Pointing and labeling entries
——

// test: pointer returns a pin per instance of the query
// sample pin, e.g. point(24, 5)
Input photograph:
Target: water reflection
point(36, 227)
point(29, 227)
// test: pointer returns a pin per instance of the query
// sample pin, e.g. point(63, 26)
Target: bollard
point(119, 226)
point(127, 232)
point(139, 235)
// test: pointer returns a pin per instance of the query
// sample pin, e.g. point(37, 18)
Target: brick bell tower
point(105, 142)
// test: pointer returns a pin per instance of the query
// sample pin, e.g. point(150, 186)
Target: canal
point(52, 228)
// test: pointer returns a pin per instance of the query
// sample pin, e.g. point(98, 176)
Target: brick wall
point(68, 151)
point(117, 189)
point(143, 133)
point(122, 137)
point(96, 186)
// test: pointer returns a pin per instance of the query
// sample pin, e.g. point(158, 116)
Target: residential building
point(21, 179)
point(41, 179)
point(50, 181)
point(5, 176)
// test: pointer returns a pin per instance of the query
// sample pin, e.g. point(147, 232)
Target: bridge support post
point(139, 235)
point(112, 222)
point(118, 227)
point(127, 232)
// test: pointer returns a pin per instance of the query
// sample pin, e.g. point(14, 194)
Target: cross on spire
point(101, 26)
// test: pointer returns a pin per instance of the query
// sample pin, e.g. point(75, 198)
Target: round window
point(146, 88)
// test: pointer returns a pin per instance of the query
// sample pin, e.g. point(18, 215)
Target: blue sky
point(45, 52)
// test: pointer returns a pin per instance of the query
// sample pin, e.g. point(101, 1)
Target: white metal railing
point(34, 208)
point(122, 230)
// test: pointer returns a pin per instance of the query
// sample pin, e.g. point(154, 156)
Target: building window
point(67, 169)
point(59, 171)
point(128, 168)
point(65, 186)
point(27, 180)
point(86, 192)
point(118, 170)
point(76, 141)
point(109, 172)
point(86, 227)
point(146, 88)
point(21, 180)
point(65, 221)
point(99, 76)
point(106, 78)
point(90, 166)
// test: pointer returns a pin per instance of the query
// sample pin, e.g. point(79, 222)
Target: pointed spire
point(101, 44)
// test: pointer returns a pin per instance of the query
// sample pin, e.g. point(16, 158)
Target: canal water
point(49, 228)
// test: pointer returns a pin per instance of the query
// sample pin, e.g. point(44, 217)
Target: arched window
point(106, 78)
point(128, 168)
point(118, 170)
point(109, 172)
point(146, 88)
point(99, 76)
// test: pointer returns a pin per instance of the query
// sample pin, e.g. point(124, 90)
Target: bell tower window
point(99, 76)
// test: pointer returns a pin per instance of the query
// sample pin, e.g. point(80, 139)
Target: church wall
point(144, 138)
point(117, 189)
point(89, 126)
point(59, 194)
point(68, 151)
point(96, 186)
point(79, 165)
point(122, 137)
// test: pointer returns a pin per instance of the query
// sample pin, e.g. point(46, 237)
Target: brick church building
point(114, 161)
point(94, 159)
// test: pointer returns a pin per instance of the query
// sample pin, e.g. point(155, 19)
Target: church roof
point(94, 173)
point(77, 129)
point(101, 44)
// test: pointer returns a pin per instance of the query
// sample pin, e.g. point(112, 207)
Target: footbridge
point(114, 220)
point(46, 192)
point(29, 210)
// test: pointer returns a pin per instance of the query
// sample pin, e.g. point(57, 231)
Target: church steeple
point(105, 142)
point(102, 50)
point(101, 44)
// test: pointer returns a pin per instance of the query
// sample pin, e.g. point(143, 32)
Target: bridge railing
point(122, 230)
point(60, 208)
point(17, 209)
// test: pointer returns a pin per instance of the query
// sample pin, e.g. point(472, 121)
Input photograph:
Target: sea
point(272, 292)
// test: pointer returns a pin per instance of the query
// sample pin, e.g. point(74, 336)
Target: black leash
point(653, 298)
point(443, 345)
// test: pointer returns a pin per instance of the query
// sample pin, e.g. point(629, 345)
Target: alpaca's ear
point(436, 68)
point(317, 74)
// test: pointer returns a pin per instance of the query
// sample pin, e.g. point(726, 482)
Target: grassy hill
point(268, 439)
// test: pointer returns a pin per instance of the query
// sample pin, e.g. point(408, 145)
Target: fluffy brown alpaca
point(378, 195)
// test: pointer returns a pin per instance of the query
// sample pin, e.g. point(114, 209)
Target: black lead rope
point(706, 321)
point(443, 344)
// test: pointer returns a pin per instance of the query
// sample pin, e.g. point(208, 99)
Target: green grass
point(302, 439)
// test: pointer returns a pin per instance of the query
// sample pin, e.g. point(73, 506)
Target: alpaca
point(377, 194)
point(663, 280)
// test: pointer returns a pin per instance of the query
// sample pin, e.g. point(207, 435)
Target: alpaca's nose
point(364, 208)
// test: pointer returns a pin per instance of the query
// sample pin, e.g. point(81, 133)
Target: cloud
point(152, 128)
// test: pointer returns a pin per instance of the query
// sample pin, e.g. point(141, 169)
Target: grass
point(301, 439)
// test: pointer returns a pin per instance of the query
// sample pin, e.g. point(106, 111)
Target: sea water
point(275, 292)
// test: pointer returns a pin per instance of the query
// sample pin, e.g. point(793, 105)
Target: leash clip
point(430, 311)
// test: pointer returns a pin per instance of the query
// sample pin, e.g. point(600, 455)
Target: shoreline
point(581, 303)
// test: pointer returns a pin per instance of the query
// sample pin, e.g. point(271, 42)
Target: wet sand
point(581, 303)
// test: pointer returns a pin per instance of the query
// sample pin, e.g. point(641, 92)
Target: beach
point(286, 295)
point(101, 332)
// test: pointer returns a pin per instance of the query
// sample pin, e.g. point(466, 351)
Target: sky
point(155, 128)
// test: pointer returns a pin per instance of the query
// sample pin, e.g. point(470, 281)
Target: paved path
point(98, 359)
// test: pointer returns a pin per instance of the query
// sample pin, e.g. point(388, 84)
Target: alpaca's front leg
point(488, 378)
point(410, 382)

——

### [Directive]
Rewrite all of the items above as a two-column CSV with the headers "target" and "points", giving one row per item. Put the item's text and its answer each in a single quoted field, and replace any line breaks with spaces.

### [Correct response]
target,points
"// test: pointer returns a pin per instance of the query // sample pin, e.g. point(24, 5) Input photograph: Target: water reflection","point(36, 227) point(29, 227)"
"// test: pointer returns a pin per instance of the query // sample pin, e.g. point(63, 26) Target: bollard","point(119, 226) point(127, 232) point(139, 235)"
"// test: pointer returns a pin per instance of the query // sample pin, e.g. point(37, 18) Target: brick bell tower","point(105, 142)"
"// test: pointer returns a pin per instance of the query // sample pin, e.g. point(150, 186) Target: canal","point(52, 228)"
"// test: pointer returns a pin per instance of the query // sample pin, e.g. point(98, 176) Target: brick wall","point(68, 151) point(117, 189) point(143, 133) point(122, 137) point(96, 186)"
"// test: pointer returns a pin per instance of the query // sample pin, e.g. point(158, 116) Target: residential building","point(21, 179) point(41, 179) point(50, 181) point(5, 176)"
"// test: pointer returns a pin per instance of the query // sample pin, e.g. point(147, 232) Target: bridge support post","point(139, 235) point(112, 222) point(118, 227) point(127, 232)"
"// test: pointer returns a pin per instance of the query // sample pin, e.g. point(14, 194) Target: cross on spire","point(101, 26)"
"// test: pointer returns a pin per instance of the query // sample pin, e.g. point(75, 198) Target: round window","point(146, 88)"
"// test: pointer returns a pin per instance of the query // sample pin, e.g. point(18, 215) Target: blue sky","point(45, 52)"
"// test: pointer returns a pin per instance of the query // sample pin, e.g. point(101, 1) Target: white metal railing","point(34, 208) point(122, 230)"
"// test: pointer returns a pin per instance of the query // sample pin, e.g. point(154, 156) Target: building window","point(67, 169) point(59, 171) point(128, 168) point(65, 186) point(27, 180) point(86, 192) point(118, 170) point(76, 141) point(109, 172) point(86, 227) point(146, 88) point(21, 180) point(65, 221) point(99, 76) point(106, 78) point(90, 166)"
"// test: pointer returns a pin per instance of the query // sample pin, e.g. point(79, 222) Target: pointed spire","point(101, 44)"
"// test: pointer returns a pin per instance of the query // sample pin, e.g. point(16, 158) Target: canal water","point(49, 228)"
"// test: pointer returns a pin per instance of the query // sample pin, e.g. point(44, 217) Target: arched window","point(106, 78) point(128, 168) point(118, 170) point(109, 172) point(146, 88) point(99, 76)"
"// test: pointer returns a pin per instance of the query // sample pin, e.g. point(124, 90) Target: bell tower window","point(99, 76)"
"// test: pointer returns a pin per instance of the query // sample pin, e.g. point(80, 139) Target: church wall","point(144, 138) point(117, 189) point(89, 126) point(59, 194) point(68, 151) point(96, 186) point(79, 165) point(122, 137)"
"// test: pointer returns a pin per instance of the query // sample pin, e.g. point(46, 237) Target: brick church building","point(114, 161) point(94, 159)"
"// test: pointer returns a pin per instance of the query // sample pin, e.g. point(155, 19) Target: church roof","point(94, 173) point(77, 129) point(101, 44)"
"// test: pointer returns a pin per instance of the query // sample pin, e.g. point(112, 207) Target: footbridge","point(114, 220) point(46, 192) point(29, 210)"
"// test: pointer returns a pin per instance of the query // sample pin, e.g. point(57, 231) Target: church steeple","point(105, 142) point(102, 50) point(101, 44)"
"// test: pointer returns a pin per instance of the query // sample pin, e.g. point(143, 32) Target: bridge railing","point(122, 230) point(60, 208) point(17, 209)"
"// test: pointer returns a pin per instance of the query // sample pin, e.g. point(472, 121) Input photograph: Target: sea","point(272, 292)"
"// test: pointer returns a pin per instance of the query // sample pin, e.g. point(74, 336) Target: black leash","point(653, 298) point(443, 345)"
"// test: pointer returns a pin per instance of the query // sample pin, e.g. point(629, 345) Target: alpaca's ear","point(436, 68) point(317, 74)"
"// test: pointer returns a pin per instance of the query // sample pin, e.g. point(726, 482) Target: grassy hill","point(268, 439)"
"// test: pointer returns a pin per instance of the query // sample pin, e.g. point(408, 145) Target: fluffy brown alpaca","point(378, 195)"
"// test: pointer returns a pin per instance of the query // sample pin, e.g. point(114, 209) Target: black lead rope","point(706, 321) point(443, 344)"
"// test: pointer returns a pin per instance of the query // sample pin, e.g. point(208, 99) Target: green grass","point(302, 439)"
"// test: pointer returns a pin per instance of the query // sample pin, e.g. point(73, 506) Target: alpaca","point(377, 194) point(663, 280)"
"// test: pointer returns a pin per instance of the query // sample pin, e.g. point(207, 435) Target: alpaca's nose","point(364, 208)"
"// test: pointer returns a pin per instance of the query // sample pin, e.g. point(81, 133) Target: cloud","point(152, 128)"
"// test: pointer returns a pin per instance of the query // sample pin, e.g. point(141, 169) Target: grass","point(301, 439)"
"// test: pointer returns a pin per instance of the query // sample pin, e.g. point(106, 111) Target: sea water","point(275, 292)"
"// test: pointer returns a pin per instance of the query // sample pin, e.g. point(793, 105) Target: leash clip","point(430, 311)"
"// test: pointer returns a pin per instance of the query // sample pin, e.g. point(600, 455) Target: shoreline","point(581, 303)"
"// test: pointer returns a pin per instance of the query // sample pin, e.g. point(271, 42) Target: wet sand","point(581, 303)"
"// test: pointer returns a pin per instance of the query // sample pin, e.g. point(641, 92) Target: beach","point(286, 295) point(101, 332)"
"// test: pointer returns a pin per instance of the query // sample pin, e.g. point(466, 351) Target: sky","point(155, 128)"
"// test: pointer returns a pin per instance of the query // sample pin, e.g. point(470, 281) Target: paved path","point(98, 359)"
"// test: pointer returns a pin per instance of the query // sample pin, e.g. point(388, 84) Target: alpaca's front leg","point(488, 378) point(410, 382)"